§ **WORK TASK**: All the data should come back exactly as it was given.

§ **DATASET RECORDS**:
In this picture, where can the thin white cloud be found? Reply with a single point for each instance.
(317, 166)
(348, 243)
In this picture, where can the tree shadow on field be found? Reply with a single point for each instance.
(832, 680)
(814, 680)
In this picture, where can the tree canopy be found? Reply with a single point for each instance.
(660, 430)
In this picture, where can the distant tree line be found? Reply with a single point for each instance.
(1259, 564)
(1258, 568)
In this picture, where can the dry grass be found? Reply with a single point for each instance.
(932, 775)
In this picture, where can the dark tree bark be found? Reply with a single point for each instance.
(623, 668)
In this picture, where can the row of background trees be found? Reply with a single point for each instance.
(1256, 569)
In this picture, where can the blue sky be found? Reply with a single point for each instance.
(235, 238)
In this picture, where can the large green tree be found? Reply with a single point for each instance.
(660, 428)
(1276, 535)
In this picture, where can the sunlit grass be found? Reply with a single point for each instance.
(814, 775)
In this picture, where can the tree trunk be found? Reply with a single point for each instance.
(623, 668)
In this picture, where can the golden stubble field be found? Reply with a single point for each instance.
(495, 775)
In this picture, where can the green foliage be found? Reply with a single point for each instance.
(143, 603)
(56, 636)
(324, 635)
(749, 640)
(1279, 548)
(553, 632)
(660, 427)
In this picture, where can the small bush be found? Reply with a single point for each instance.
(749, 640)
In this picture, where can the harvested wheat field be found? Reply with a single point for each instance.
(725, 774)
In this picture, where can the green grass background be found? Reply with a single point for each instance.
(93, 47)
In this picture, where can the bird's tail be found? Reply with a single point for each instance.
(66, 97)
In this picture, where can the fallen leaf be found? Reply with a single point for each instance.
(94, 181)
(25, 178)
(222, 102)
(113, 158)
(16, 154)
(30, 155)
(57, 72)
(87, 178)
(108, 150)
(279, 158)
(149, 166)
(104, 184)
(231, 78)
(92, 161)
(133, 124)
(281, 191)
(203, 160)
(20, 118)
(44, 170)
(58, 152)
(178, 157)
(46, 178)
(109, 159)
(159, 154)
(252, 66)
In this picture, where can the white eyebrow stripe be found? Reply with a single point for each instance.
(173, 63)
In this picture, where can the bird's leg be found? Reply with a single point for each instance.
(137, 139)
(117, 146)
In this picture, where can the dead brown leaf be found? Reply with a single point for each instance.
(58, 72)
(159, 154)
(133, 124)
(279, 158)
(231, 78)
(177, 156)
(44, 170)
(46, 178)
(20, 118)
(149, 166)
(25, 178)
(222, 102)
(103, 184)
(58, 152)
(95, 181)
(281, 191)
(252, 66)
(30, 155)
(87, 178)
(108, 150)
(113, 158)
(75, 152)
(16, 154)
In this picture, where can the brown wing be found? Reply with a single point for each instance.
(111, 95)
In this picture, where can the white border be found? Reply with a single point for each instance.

§ **RESULT**:
In this picture, where can the thin white cloud be found? Reply with a single point for each instance.
(317, 166)
(348, 243)
In this picture, where can the tree shadow on field be found? Reply with a single point for each instance.
(832, 680)
(814, 680)
In this picture, where can the tree canopy be found? Reply with a single point for each instance.
(660, 430)
In this picture, where can the distant tree line be found? Reply with a single point for each instance.
(1259, 564)
(1258, 568)
In this picture, where can the dry grass be found? Reply with a single point for each instance.
(932, 775)
In this picture, where can the dark tree bark be found? Reply with a single point for each instance.
(623, 668)
In this picture, where can the row of background trees be found? Reply with a single point for each instance.
(1256, 569)
In this picture, where can the blue sky be found? Reply with a single point for each instance.
(235, 238)
In this picture, where can the large green tree be found? Reply with a single point for each instance.
(660, 428)
(1276, 535)
In this picture, where can the sunlit grass be found? Reply with a single point for each instance.
(814, 775)
In this picture, where can the tree trunk be found? Reply with a single point for each instance.
(623, 668)
In this picture, where can the golden stubble field be found? Reply with a single point for each instance.
(495, 775)
In this picture, where can the green foliage be found? Reply with a single point for each instance.
(143, 603)
(56, 636)
(324, 635)
(749, 640)
(1279, 548)
(553, 632)
(660, 427)
In this picture, where can the small bush be found? Reply with a single point for each instance.
(749, 640)
In this picture, where can the harvested wheat field be found? Reply with a single point for each instance.
(725, 774)
In this picture, where can the green grass background be found? Reply with a single point for each instance.
(93, 47)
In this picture, where can the bird's tail be found? Reply with a single point for each instance.
(66, 97)
In this picture, where can the fallen leaf be found? Reply with a single point for each instance.
(94, 181)
(25, 178)
(222, 102)
(113, 158)
(16, 154)
(30, 155)
(57, 72)
(87, 178)
(108, 150)
(279, 158)
(149, 166)
(104, 184)
(231, 78)
(92, 161)
(133, 124)
(281, 191)
(203, 160)
(20, 118)
(44, 170)
(58, 152)
(178, 157)
(46, 178)
(109, 159)
(159, 154)
(252, 66)
In this picture, where can the white eyebrow stripe be found? Reply with a single point for each instance.
(173, 63)
In this picture, where can the bird's leg be found? Reply with a single point for each instance.
(137, 139)
(117, 146)
In this picture, where can the dead brown leaf be found? Reply with a single point for each instance.
(58, 72)
(159, 154)
(133, 124)
(279, 158)
(231, 78)
(177, 156)
(44, 170)
(46, 178)
(20, 118)
(149, 166)
(25, 178)
(222, 102)
(103, 184)
(58, 152)
(95, 181)
(281, 191)
(252, 66)
(30, 155)
(87, 178)
(108, 150)
(113, 158)
(75, 152)
(16, 154)
In this picture, where can the brown wing be found? Reply with a single point for each instance.
(111, 95)
In this picture, where can the white border be found? Reply with a single point for each instance.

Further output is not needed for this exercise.